Description of the task
State how many rows below contain the word "plant", with case counting, and give only that number.

Provided records
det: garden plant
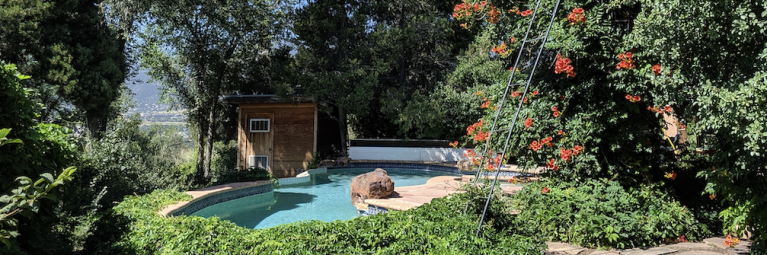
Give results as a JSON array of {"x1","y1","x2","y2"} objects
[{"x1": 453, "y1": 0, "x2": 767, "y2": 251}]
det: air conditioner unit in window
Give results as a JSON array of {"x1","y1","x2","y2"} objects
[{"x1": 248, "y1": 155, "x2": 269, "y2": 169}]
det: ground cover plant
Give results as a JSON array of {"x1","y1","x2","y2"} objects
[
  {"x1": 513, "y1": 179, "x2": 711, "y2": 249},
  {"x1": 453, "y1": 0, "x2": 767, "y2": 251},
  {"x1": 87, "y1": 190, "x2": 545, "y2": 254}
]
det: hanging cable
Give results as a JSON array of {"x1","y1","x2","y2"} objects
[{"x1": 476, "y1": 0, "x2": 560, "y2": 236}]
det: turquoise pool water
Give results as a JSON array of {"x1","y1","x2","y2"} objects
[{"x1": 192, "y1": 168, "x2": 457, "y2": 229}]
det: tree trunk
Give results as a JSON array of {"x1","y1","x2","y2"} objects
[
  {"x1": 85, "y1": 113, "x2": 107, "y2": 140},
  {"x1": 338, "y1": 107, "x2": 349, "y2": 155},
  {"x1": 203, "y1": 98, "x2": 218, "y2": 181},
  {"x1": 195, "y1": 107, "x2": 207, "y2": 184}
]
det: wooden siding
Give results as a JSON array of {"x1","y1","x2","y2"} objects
...
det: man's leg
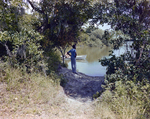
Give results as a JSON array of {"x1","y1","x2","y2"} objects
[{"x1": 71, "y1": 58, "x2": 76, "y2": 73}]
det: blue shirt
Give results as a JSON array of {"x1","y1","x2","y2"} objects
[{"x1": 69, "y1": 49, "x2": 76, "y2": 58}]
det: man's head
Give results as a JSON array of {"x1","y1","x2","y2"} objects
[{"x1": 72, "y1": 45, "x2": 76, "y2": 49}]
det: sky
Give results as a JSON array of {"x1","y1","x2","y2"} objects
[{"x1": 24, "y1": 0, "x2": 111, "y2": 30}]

Solution for this problem
2